REQUIRED ACTIONS:
1. Answer these questions from the Herrett Center article:
(a) In what year was the center established?
(b) How many seats did the Faulkner Planetarium have when it opened?
(c) When did the Centennial Observatory open?
2. In one to three sentences, explain why the Herrett Center article limits its claim about the Centennial Observatory's telescope with the words "at the time".

SELECTED TEXT:
= = = = =

Herrett Center for Arts and Science
- Established: 1980
- Location: College of Southern Idaho campus, 315 Falls Avenue, Twin Falls, Idaho, United States
- Director: Teri Fattig
- Website: http://herrett.csi.edu

= Herrett Center for Arts and Science =

Museum in Idaho, USA

The Herrett Center for Arts and Science, located on the main campus of the College of Southern Idaho in Twin Falls, Idaho, United States, is a museum of anthropology, natural history, astronomy, and art. The museum's collections primarily comprise anthropological artifacts and natural history specimens from the Americas, as well as works of local artists. The Center also houses the Faulkner Planetarium, the Centennial Observatory, a museum store, and a 2900 square foot (269 square meter) multi-purpose event space.

==Museum Galleries==
The museum exhibits a variety of anthropological artifacts, ethnographic items, and natural history specimens, primarily from the Americas. Notable among them is the Simon Clovis cache of over thirty stone bifaces found in Idaho in 1961, and a replica of the Huntington Canyon Mammoth, a nearly-complete Columbian mammoth skeleton unearthed in Utah in 1988. The Jean B. King Gallery of Art offers several exhibits per year, including annual student and faculty exhibits.

==Planetarium==
The Faulkner Planetarium opened in November, 1995, as the largest planetarium theater in Idaho, seating 151 under a 50' (15.2 m) dome (seven seats were later removed). When first opened the theater featured one of the first Evans & Sutherland Digistar II digital graphics projectors, 49 random access slide projectors, three video projectors, and an 11,500 W sound system. An upgrade to an Evans & Sutherland Digistar 5 fulldome video system, LED cove lighting, a Dolby 5.1 surround sound system and an AstroFX theater control system took place in the fall of 2013, followed by an upgrade to Digistar 6 in May 2020. Programs are offered for school groups and the public throughout the year.

==Observatory==
The Centennial Observatory opened in May, 2004, featuring the largest fully wheelchair-accessible public telescope in the world at the time (since superseded). It houses a 24" (0.6 m) Ritchey-Chrétien f/8, computer-controlled, equatorial fork-mounted telescope manufactured by DFM Engineering under a 20' (6 m) dome, as well as a number of smaller portable telescopes. Viewing opportunities are offered throughout the year to both the public and school groups.

= = = = =

(Image box annotation records)
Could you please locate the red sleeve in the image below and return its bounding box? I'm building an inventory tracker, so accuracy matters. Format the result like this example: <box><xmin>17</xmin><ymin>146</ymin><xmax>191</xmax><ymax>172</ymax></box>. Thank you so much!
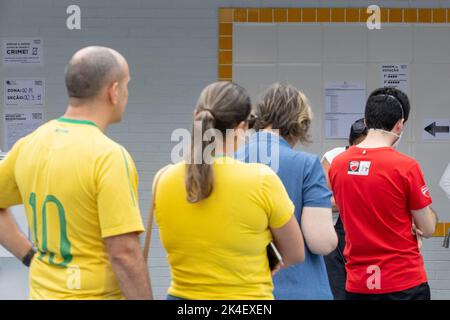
<box><xmin>406</xmin><ymin>163</ymin><xmax>433</xmax><ymax>210</ymax></box>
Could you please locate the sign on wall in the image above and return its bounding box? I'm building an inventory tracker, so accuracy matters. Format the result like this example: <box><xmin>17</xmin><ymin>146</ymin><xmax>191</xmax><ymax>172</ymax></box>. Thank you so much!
<box><xmin>3</xmin><ymin>110</ymin><xmax>44</xmax><ymax>151</ymax></box>
<box><xmin>4</xmin><ymin>78</ymin><xmax>45</xmax><ymax>107</ymax></box>
<box><xmin>325</xmin><ymin>82</ymin><xmax>366</xmax><ymax>139</ymax></box>
<box><xmin>422</xmin><ymin>119</ymin><xmax>450</xmax><ymax>140</ymax></box>
<box><xmin>2</xmin><ymin>38</ymin><xmax>43</xmax><ymax>65</ymax></box>
<box><xmin>380</xmin><ymin>64</ymin><xmax>409</xmax><ymax>94</ymax></box>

= = = = =

OUTPUTS BY TASK:
1.
(a) 1980
(b) 151
(c) May 2004

2. When the observatory opened in May 2004, its telescope was the largest fully wheelchair-accessible public telescope in the world. That record has since been superseded, so the claim holds only for the time of the opening.